Please transcribe the listing in its entirety, character for character.

Given data —

══════

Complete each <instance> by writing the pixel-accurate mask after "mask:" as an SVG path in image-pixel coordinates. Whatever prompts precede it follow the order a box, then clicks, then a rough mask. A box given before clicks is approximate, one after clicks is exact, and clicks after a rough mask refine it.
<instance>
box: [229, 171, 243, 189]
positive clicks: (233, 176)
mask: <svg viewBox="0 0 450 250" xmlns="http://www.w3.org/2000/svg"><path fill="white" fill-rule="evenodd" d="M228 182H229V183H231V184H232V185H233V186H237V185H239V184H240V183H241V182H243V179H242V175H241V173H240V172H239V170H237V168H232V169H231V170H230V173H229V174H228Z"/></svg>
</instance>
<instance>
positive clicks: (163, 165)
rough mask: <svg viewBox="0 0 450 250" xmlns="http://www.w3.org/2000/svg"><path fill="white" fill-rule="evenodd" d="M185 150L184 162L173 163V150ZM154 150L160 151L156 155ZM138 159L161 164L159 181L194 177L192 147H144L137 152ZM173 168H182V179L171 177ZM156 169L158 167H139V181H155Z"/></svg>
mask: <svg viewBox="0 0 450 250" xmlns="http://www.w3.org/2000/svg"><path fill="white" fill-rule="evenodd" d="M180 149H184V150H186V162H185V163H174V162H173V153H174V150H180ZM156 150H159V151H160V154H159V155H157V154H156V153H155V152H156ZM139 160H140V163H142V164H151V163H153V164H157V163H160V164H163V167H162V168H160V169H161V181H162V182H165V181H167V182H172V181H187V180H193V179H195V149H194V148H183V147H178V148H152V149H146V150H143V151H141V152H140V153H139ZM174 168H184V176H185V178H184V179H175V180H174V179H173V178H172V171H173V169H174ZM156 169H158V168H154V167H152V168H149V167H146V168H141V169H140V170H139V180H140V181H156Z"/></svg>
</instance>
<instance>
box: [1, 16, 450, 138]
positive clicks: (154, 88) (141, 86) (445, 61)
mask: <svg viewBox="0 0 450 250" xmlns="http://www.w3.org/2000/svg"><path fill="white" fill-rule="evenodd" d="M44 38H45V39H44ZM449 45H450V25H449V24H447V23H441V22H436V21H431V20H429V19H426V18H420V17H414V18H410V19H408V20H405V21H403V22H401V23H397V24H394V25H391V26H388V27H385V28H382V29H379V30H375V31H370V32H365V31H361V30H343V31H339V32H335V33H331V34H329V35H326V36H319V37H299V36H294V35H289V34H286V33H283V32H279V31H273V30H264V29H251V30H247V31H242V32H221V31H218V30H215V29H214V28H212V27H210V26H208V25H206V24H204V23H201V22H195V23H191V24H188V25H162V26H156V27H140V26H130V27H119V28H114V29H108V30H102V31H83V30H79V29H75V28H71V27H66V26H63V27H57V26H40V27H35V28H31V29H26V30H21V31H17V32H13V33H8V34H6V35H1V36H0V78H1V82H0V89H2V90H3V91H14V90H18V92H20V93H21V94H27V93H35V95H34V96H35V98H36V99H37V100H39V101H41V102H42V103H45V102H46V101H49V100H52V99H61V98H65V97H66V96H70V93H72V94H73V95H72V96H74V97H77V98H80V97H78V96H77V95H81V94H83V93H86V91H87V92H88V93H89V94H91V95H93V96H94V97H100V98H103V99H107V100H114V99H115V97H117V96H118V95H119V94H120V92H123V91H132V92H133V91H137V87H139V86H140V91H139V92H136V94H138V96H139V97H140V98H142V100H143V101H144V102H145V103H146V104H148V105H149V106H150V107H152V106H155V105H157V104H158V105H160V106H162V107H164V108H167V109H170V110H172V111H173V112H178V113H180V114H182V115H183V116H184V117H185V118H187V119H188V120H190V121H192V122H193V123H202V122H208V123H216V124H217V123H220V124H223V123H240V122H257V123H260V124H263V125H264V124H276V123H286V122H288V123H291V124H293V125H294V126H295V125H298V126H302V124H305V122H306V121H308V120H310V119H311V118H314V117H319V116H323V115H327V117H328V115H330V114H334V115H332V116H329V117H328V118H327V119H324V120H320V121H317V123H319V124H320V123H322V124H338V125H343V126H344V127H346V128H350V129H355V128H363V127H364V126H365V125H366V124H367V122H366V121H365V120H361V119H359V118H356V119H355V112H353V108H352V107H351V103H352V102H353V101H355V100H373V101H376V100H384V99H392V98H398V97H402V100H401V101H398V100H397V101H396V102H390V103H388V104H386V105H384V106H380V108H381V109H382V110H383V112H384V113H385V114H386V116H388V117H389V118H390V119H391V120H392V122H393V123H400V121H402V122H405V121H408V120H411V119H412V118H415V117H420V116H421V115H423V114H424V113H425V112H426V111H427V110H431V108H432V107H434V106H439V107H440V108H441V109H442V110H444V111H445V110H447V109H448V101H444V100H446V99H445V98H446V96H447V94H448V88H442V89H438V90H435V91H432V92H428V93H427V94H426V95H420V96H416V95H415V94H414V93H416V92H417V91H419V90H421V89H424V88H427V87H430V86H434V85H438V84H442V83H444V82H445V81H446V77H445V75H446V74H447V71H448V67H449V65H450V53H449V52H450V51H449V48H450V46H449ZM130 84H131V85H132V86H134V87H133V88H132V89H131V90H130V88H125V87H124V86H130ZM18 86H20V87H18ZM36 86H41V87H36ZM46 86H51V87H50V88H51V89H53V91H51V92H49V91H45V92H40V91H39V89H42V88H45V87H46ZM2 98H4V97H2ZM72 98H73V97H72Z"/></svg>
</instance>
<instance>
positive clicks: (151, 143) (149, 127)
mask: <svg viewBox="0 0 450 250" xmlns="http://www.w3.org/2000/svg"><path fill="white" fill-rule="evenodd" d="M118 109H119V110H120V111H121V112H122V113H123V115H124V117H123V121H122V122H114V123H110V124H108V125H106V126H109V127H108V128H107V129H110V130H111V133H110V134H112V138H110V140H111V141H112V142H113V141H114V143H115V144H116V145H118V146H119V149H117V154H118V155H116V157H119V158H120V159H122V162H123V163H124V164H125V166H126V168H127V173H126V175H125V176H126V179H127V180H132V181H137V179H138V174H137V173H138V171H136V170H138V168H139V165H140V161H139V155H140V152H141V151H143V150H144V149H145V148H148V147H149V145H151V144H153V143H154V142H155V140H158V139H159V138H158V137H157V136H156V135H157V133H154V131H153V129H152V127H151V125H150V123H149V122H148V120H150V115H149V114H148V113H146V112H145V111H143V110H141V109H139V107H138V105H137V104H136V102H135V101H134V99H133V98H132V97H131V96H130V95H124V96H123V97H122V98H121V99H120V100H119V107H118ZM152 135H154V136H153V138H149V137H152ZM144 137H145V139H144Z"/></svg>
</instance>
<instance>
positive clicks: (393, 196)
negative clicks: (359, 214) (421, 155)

══════

Written response —
Complete each <instance> by writing the pixel-accurate mask after "mask:" as an SVG path in image-pixel coordinates. Whatever prompts precede it follow the order a box, then clicks, then a rough mask. A box given before clicks is approximate, one after clicks is exact, and clicks after a rough mask refine it.
<instance>
box: [229, 171, 243, 189]
positive clicks: (233, 176)
mask: <svg viewBox="0 0 450 250" xmlns="http://www.w3.org/2000/svg"><path fill="white" fill-rule="evenodd" d="M228 182H229V183H231V184H232V185H233V186H237V185H239V184H240V183H241V182H243V179H242V175H241V173H240V172H239V170H237V168H232V169H231V170H230V173H229V174H228Z"/></svg>
</instance>
<instance>
positive clicks: (163, 165)
rough mask: <svg viewBox="0 0 450 250" xmlns="http://www.w3.org/2000/svg"><path fill="white" fill-rule="evenodd" d="M185 150L184 162L173 163V150ZM154 150L160 151L156 155ZM138 159L161 164L159 181L194 177L192 147H144L137 152ZM173 168H182V179L171 177ZM156 169L158 167H139V181H155Z"/></svg>
mask: <svg viewBox="0 0 450 250" xmlns="http://www.w3.org/2000/svg"><path fill="white" fill-rule="evenodd" d="M180 149H184V150H186V162H185V163H174V162H173V153H174V150H180ZM156 150H159V151H160V154H159V155H157V154H156V153H155V152H156ZM139 160H140V163H142V164H151V163H153V164H157V163H160V164H163V167H162V168H160V169H161V181H162V182H165V181H167V182H172V181H187V180H193V179H195V149H194V148H183V147H178V148H152V149H146V150H143V151H141V152H140V153H139ZM174 168H184V176H185V178H184V179H175V180H174V179H173V178H172V171H173V169H174ZM156 169H158V168H154V167H152V168H149V167H146V168H141V169H140V170H139V180H140V181H156Z"/></svg>
</instance>
<instance>
box: [1, 16, 450, 138]
positive clicks: (154, 88) (141, 86) (445, 61)
mask: <svg viewBox="0 0 450 250" xmlns="http://www.w3.org/2000/svg"><path fill="white" fill-rule="evenodd" d="M44 38H45V39H44ZM449 45H450V25H449V24H447V23H441V22H436V21H431V20H429V19H426V18H420V17H414V18H410V19H408V20H405V21H403V22H401V23H397V24H394V25H391V26H388V27H385V28H382V29H379V30H375V31H370V32H365V31H361V30H343V31H339V32H335V33H331V34H329V35H326V36H319V37H299V36H294V35H289V34H286V33H283V32H279V31H273V30H264V29H251V30H247V31H242V32H221V31H218V30H215V29H214V28H212V27H210V26H208V25H206V24H204V23H201V22H195V23H191V24H188V25H162V26H156V27H140V26H130V27H119V28H114V29H108V30H102V31H83V30H79V29H75V28H71V27H66V26H63V27H57V26H40V27H35V28H31V29H26V30H21V31H17V32H13V33H8V34H6V35H1V36H0V78H1V82H0V89H2V90H3V91H14V90H18V92H20V93H21V94H27V93H35V95H34V96H35V98H36V99H37V100H39V101H41V102H42V103H45V102H46V101H49V100H52V99H61V98H65V97H66V96H70V93H72V94H73V95H72V96H74V97H77V98H80V97H78V96H77V95H81V94H83V93H86V91H87V92H88V93H89V94H91V95H93V96H94V97H100V98H103V99H107V100H114V99H115V97H117V96H118V95H119V94H120V92H123V91H132V92H133V91H137V87H139V86H140V91H139V92H136V94H138V96H139V97H140V98H142V100H143V101H144V102H145V103H146V104H148V105H149V106H150V107H152V106H155V105H157V104H158V105H160V106H162V107H164V108H167V109H170V110H172V111H173V112H178V113H180V114H182V115H183V116H184V117H185V118H187V119H188V120H190V121H192V122H193V123H202V122H208V123H216V124H217V123H220V124H223V123H240V122H257V123H260V124H263V125H264V124H276V123H286V122H288V123H291V124H293V125H294V126H295V125H298V126H302V124H305V122H306V121H308V120H310V119H311V118H314V117H319V116H323V115H327V117H328V115H330V114H334V115H332V116H329V117H328V118H327V119H324V120H320V121H317V123H319V124H320V123H322V124H338V125H343V126H344V127H346V128H350V129H355V128H363V127H364V126H365V125H366V124H367V122H366V121H365V120H361V119H359V118H356V119H355V112H353V108H352V107H351V103H352V102H353V101H355V100H373V101H376V100H384V99H392V98H398V97H402V100H401V101H398V100H397V101H396V102H390V103H388V104H386V105H384V106H380V108H381V109H382V110H383V112H384V113H385V114H386V116H388V117H389V118H390V119H391V120H392V122H393V123H400V121H402V122H405V121H408V120H411V119H412V118H415V117H420V116H421V115H423V114H424V113H425V112H426V111H427V110H431V108H432V107H434V106H439V107H440V108H441V109H442V110H444V111H445V110H447V109H448V101H444V100H446V99H445V98H446V96H447V94H448V88H442V89H438V90H435V91H432V92H428V93H427V94H426V95H420V96H416V95H415V94H414V93H416V92H417V91H419V90H421V89H424V88H427V87H430V86H434V85H438V84H442V83H444V82H445V81H446V77H445V75H446V74H447V71H448V67H449V65H450V53H449V52H450V51H449V48H450V46H449ZM130 84H131V85H132V86H134V87H133V88H132V89H131V90H130V88H125V87H124V86H130ZM18 86H20V87H18ZM36 86H41V87H36ZM46 86H51V87H50V88H51V89H53V91H51V92H49V91H45V92H40V91H39V89H42V88H45V87H46ZM2 98H4V97H2ZM72 98H73V97H72Z"/></svg>
</instance>
<instance>
positive clicks: (151, 143) (149, 127)
mask: <svg viewBox="0 0 450 250" xmlns="http://www.w3.org/2000/svg"><path fill="white" fill-rule="evenodd" d="M118 109H119V110H120V111H121V112H122V113H123V115H124V117H123V121H122V122H114V123H110V124H108V125H106V126H109V127H108V128H107V129H110V130H111V133H110V134H112V138H110V140H111V141H112V142H113V141H114V143H115V144H116V145H118V146H119V149H117V154H118V155H116V157H119V158H120V159H122V162H123V163H124V164H125V166H126V168H127V173H126V175H125V176H126V179H127V180H132V181H137V179H138V174H137V173H138V171H136V170H138V168H139V165H140V161H139V155H140V152H141V151H143V150H144V149H145V148H148V147H149V145H151V144H153V143H154V142H155V140H158V139H159V138H158V137H157V136H156V135H157V133H154V131H153V129H152V127H151V125H150V123H149V122H148V120H150V115H149V114H148V113H146V112H145V111H143V110H141V109H139V107H138V105H137V104H136V102H135V101H134V99H133V98H132V97H131V96H130V95H124V96H123V97H122V98H121V99H120V100H119V107H118ZM152 135H154V136H153V138H149V137H152ZM144 137H145V139H144Z"/></svg>
</instance>
<instance>
positive clicks: (393, 196)
negative clicks: (359, 214) (421, 155)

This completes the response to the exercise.